The entries that follow include a run beginning at the line with "One point for each instance of the cloud, each" and ending at the line with "One point for each instance of the tree"; restate that run word for word and leave the rest out.

DATASET RECORDS —
- - - - - - -

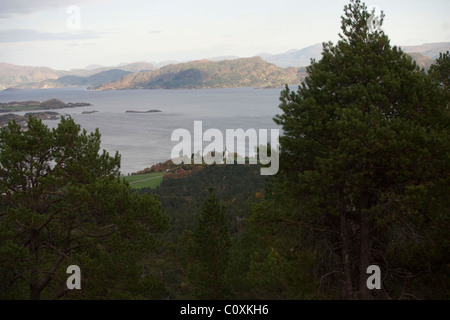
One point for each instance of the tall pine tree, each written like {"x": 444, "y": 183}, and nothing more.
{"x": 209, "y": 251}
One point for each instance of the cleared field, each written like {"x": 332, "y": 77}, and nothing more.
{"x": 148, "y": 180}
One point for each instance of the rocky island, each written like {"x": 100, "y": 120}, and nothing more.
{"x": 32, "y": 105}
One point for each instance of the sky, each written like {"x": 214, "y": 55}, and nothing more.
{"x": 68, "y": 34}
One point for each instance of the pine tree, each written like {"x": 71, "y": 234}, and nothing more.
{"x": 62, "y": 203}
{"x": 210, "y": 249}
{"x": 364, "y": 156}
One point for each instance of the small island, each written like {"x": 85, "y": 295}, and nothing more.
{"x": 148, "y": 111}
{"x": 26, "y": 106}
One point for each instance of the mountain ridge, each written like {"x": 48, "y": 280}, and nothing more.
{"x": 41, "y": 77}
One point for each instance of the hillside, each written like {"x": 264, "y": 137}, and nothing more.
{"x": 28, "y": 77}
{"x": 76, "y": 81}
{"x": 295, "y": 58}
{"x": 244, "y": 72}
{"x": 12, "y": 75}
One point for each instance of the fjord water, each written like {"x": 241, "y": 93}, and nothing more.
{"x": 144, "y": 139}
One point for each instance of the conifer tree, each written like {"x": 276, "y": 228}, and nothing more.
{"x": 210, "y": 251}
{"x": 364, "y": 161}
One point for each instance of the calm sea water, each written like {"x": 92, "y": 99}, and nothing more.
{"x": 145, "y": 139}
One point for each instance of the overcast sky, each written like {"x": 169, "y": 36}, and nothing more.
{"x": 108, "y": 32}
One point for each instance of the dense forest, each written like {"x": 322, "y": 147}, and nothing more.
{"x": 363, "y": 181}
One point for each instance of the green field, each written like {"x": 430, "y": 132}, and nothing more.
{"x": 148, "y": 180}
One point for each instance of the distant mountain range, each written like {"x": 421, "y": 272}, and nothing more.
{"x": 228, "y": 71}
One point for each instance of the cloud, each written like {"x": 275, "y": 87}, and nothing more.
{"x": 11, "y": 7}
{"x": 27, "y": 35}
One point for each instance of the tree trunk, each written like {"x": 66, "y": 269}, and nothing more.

- - - - - - -

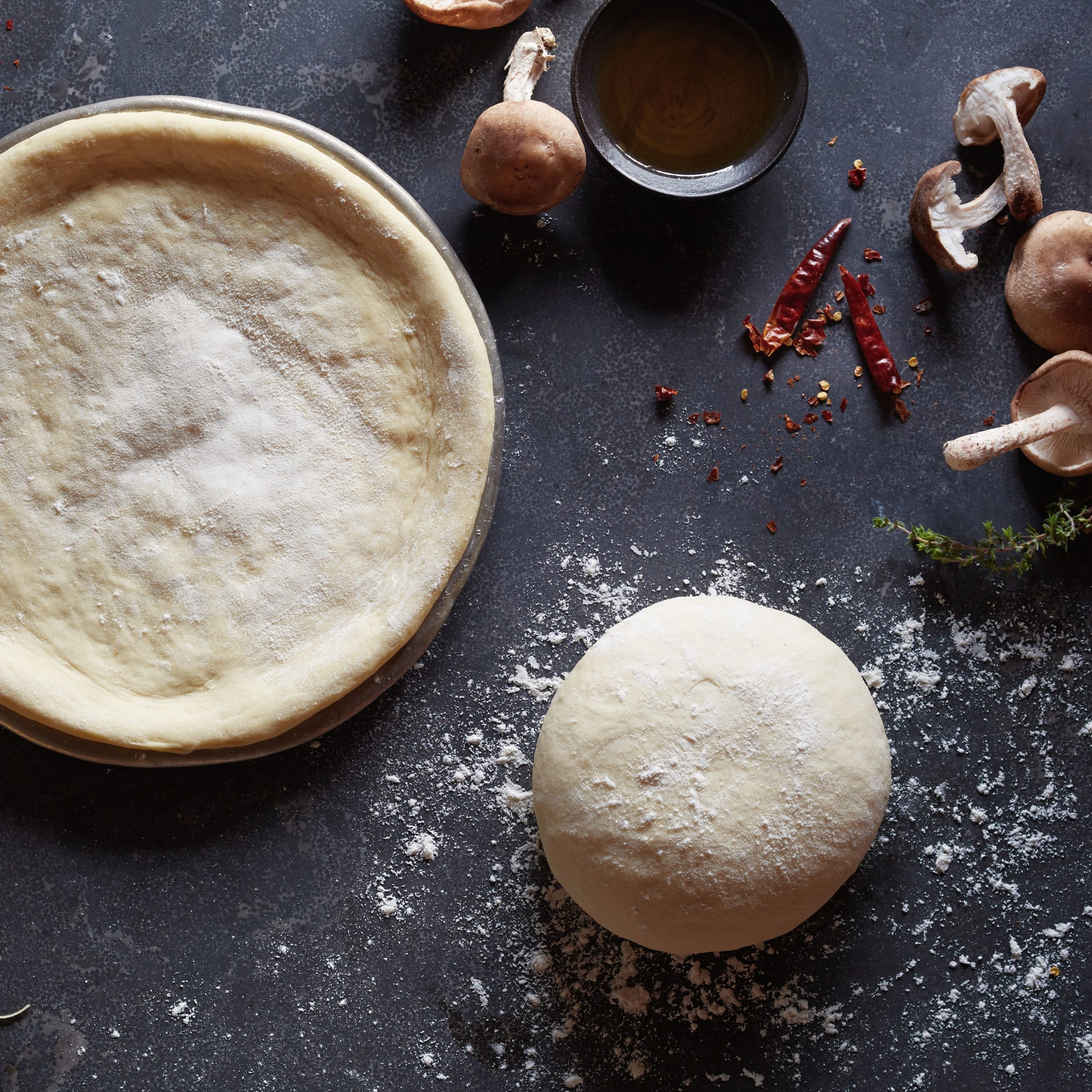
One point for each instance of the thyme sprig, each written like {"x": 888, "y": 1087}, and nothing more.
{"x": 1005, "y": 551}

- - - - - - -

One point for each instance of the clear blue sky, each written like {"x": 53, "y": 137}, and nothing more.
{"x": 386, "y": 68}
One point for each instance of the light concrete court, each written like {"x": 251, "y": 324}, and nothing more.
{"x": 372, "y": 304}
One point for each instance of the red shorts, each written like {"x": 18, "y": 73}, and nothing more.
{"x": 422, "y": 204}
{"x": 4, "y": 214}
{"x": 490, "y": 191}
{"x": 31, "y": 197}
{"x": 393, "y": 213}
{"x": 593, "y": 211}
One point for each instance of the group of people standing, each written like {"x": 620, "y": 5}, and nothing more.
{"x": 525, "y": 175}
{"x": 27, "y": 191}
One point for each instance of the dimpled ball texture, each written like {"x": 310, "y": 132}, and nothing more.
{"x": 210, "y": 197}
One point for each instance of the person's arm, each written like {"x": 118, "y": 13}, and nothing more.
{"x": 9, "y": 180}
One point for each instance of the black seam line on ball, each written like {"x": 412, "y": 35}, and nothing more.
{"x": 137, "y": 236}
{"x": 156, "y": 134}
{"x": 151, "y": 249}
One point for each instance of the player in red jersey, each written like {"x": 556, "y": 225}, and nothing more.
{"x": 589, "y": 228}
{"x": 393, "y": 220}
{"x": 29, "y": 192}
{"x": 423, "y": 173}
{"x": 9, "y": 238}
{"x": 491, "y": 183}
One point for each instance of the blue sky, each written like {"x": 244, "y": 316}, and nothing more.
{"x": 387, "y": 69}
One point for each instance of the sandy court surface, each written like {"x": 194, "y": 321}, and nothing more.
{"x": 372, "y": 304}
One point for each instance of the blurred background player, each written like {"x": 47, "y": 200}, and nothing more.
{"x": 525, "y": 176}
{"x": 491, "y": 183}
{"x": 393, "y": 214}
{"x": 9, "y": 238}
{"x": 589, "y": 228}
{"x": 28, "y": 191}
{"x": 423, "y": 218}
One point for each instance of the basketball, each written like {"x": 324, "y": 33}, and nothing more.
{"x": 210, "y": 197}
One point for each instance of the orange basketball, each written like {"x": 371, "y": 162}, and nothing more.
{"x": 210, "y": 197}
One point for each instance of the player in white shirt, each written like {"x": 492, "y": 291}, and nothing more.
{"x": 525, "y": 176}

- - - - - - -

EXERCISE RESULT —
One point for each instance of the cloud, each written like {"x": 275, "y": 87}, and nothing more.
{"x": 11, "y": 7}
{"x": 27, "y": 35}
One point for each instance of the tree trunk, each written like {"x": 66, "y": 269}, and nothing more.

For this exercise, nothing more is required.